■ **Required action**:
Print out the full listing exactly as it reads.

•••

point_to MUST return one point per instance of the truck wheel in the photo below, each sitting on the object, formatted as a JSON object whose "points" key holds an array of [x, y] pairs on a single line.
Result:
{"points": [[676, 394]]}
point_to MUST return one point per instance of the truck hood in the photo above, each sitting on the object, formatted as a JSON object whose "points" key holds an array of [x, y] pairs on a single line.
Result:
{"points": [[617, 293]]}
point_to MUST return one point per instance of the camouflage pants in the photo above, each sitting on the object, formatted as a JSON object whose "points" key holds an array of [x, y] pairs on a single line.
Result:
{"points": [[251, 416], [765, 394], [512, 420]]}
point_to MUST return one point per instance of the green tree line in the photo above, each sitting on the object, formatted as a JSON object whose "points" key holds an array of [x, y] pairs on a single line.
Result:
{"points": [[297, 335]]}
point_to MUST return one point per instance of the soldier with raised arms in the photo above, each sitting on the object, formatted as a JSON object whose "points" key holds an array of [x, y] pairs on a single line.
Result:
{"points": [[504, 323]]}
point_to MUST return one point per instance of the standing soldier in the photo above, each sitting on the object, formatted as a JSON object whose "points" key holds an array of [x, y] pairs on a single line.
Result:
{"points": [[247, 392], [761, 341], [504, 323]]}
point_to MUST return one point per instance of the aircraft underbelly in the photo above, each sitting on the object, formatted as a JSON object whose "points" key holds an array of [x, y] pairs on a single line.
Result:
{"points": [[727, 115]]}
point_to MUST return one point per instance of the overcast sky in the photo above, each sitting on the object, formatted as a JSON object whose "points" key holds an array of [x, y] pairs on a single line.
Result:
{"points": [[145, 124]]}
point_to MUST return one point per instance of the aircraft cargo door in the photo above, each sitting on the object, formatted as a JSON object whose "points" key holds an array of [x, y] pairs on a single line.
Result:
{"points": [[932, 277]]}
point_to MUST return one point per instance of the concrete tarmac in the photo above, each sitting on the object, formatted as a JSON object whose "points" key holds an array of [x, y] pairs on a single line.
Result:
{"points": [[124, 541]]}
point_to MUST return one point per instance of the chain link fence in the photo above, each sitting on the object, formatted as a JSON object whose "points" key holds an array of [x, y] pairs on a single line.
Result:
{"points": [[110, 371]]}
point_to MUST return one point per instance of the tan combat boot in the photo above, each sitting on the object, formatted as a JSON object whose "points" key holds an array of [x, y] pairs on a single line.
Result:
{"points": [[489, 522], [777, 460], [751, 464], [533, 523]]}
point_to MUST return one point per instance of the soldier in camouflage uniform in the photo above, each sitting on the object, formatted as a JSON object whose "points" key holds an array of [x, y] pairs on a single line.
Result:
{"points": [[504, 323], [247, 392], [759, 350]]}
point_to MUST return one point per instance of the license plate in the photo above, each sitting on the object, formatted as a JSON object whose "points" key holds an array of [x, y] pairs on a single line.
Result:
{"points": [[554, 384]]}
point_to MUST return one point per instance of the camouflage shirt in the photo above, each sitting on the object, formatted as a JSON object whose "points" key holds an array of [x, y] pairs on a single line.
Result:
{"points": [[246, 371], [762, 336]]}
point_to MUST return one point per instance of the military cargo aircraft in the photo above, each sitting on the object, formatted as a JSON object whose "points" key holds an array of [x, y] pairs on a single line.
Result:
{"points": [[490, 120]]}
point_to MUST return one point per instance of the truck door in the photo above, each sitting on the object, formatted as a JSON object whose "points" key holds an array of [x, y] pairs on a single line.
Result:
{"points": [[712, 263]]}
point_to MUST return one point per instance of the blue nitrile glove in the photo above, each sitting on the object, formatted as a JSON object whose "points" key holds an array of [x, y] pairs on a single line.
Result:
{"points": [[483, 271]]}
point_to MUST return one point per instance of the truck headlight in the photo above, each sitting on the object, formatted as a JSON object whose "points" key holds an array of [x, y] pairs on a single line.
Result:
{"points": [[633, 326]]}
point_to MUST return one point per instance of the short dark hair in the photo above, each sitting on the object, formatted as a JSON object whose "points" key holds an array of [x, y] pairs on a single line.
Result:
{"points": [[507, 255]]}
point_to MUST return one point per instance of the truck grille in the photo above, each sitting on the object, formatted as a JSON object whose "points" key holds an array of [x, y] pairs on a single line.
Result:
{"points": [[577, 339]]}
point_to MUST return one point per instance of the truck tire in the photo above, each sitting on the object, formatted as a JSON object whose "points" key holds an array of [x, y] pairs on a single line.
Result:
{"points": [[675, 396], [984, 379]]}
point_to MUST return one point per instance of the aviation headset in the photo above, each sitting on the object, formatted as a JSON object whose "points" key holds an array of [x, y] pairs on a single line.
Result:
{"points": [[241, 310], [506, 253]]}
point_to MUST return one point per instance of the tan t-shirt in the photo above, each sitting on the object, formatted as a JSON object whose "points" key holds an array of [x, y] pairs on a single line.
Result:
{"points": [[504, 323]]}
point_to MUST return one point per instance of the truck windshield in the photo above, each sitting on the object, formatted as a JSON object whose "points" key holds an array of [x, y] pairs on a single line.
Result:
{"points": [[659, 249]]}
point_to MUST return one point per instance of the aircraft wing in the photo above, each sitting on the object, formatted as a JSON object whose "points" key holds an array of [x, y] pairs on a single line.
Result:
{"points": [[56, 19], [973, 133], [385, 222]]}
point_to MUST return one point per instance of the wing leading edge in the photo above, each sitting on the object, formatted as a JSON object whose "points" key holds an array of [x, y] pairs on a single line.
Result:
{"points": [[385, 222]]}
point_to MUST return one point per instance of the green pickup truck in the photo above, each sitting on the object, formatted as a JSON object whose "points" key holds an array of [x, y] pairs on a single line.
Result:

•••

■ **Your response**:
point_to MUST return one point per instance of the truck wheel in the photo below, each sitting on the object, formatted as a JSON object whose "points" key holds an array of [x, y] pairs on a single line.
Result:
{"points": [[676, 394]]}
point_to MUST return one point per instance of the truck hood in the photo above, each sitting on the object, formatted as a JSON object whose "points" key holds an array of [x, y] pairs on a single line.
Result:
{"points": [[617, 293]]}
point_to MUST return one point per instance of the camouflage pants in the photo above, each sitting on the object, formatted as a JSON object whose "points" key holds an array of [x, y] pairs on a single line.
Result:
{"points": [[251, 416], [765, 394], [512, 420]]}
point_to MUST return one point per instance of the green tree line in the photo above, each sitting on the object, formatted as a JSON object whose "points" key holds an array of [x, y] pairs on a single line.
Result:
{"points": [[297, 335]]}
point_to MUST return one point per instance of the soldier with raised arms in the photo above, each sitting on the object, formatted as a JSON object whose "points" key holds an array of [x, y] pairs on a single line.
Result:
{"points": [[504, 323]]}
point_to MUST return one point per instance of the standing soldier in the photo above, each sitting on the object, formatted as a JSON object whose "points" key holds an array of [x, y] pairs on a single line.
Result:
{"points": [[247, 392], [761, 341], [504, 323]]}
point_to MUST return one point per instance of the aircraft underbelly in the photo above, each sitting on the object, formatted as a JSON object whose "points" key holds an array of [x, y] pairs on a single line.
Result:
{"points": [[727, 115]]}
point_to MUST return one point per instance of the overcast sky in the photo above, each sitting on the object, formatted as a JSON object whose "points" key holds an array of [x, y] pairs on a single line.
Result:
{"points": [[145, 124]]}
point_to MUST return one point per instance of the aircraft cargo door in the photo above, each sitting on the object, formatted as a JSON object whose "points" key holds an array of [x, y] pairs on a single line.
Result:
{"points": [[932, 277]]}
point_to MUST return one point per instance of the concrete tarmac in the photo above, each sitting on the object, formatted as a JSON object whose "points" key holds an array of [x, y] pairs on a single line.
Result:
{"points": [[124, 541]]}
point_to MUST return one point per instance of the chain link fence in the photo above, each sitting on the object, formatted as a JSON object whose "points" key holds an array of [x, y] pairs on a single line.
Result:
{"points": [[110, 371]]}
point_to MUST return one point per instance of the tan combat boot in the photo above, each sitting on the object, formatted as a JSON object whose "points" key holds an array of [x, y] pairs on a single line.
Result:
{"points": [[489, 522], [777, 460], [751, 464], [533, 523]]}
point_to MUST return one point per instance of the soldier in camouflage uniform in the photo above, each sitting on the object, formatted as a JSON object whose "points" key holds an array of [x, y] pairs on a single line.
Result:
{"points": [[504, 323], [247, 392], [759, 350]]}
point_to MUST return one point per instance of the license plate in the photo above, each sitting on the object, formatted as a JSON object whose "points" key holds an array of [x, y] pairs on a single line.
Result:
{"points": [[554, 384]]}
point_to MUST return one point per instance of the camouflage shirt in the photo above, each sitting on the object, formatted as a JSON object whose "points" key holds an array of [x, y] pairs on a single line.
Result:
{"points": [[246, 371], [762, 336]]}
point_to MUST return one point per instance of the military cargo aircraft in the photo above, each sitting on the object, formatted as a JSON object whose "points" key holds an array of [x, y] pairs on a single line.
Result:
{"points": [[490, 120]]}
point_to MUST return one point per instance of the truck door in the photo above, each sitting on the object, formatted as a JSON object whose "points" key holds an array of [x, y] pairs on a single line.
Result:
{"points": [[712, 263]]}
point_to MUST return one point per instance of the blue nitrile glove in the photo above, each sitting on the object, formatted as a JSON object whose "points" key holds an array of [x, y] pairs on a single line.
Result:
{"points": [[483, 271]]}
point_to MUST return one point per instance of the truck headlight in the photo above, each sitting on the object, formatted as a JSON object whose "points" key holds an array of [x, y] pairs on a single line.
Result:
{"points": [[633, 326]]}
point_to MUST return one point per instance of the short dark hair in the photo above, each sitting on the object, formatted as a JSON object whose "points" key holds an array of [x, y] pairs on a single line.
Result:
{"points": [[507, 255]]}
point_to MUST return one point per instance of the truck grille in the photo above, each sitting on the object, formatted as a JSON object whose "points" key holds an array of [x, y] pairs on a single line.
Result:
{"points": [[577, 339]]}
point_to MUST return one point per instance of the truck tire in the photo above, each sitting on the object, formatted as a JSON object whose "points" key holds an array of [x, y] pairs on a single line.
Result:
{"points": [[675, 396], [984, 379]]}
point_to MUST return one point per instance of the aviation headset in the photo above, each sitting on the object, formatted as a JSON object whose "points" key holds an array of [x, y] pairs on a single line.
Result:
{"points": [[241, 310], [506, 253]]}
point_to MUST return one point per instance of the tan t-shirt in the photo above, each sitting on the object, formatted as a JSON object whose "points" key holds an array of [x, y] pairs on a single line.
Result:
{"points": [[504, 323]]}
point_to MUST return one point per instance of the truck windshield in the photo above, each sitting on the object, formatted as a JSON object whose "points" key holds an array of [x, y] pairs on a single line.
Result:
{"points": [[659, 249]]}
point_to MUST return one point per instance of the aircraft wing in the photo above, each sitting on the object, formatted as a JSON object whose "points" key holds an array of [x, y] pairs on a single line.
Result:
{"points": [[56, 19], [973, 133], [385, 222]]}
point_to MUST return one point per instance of the wing leading edge in the photo above, each sitting on the object, formatted as a JSON object whose "points" key holds an array of [x, y] pairs on a single line.
Result:
{"points": [[385, 222]]}
point_to MUST return one point per instance of the green pickup truck in the photo above, each sitting on the object, formatted as a JSON object whose "points" key holds an array of [x, y] pairs on a single line.
Result:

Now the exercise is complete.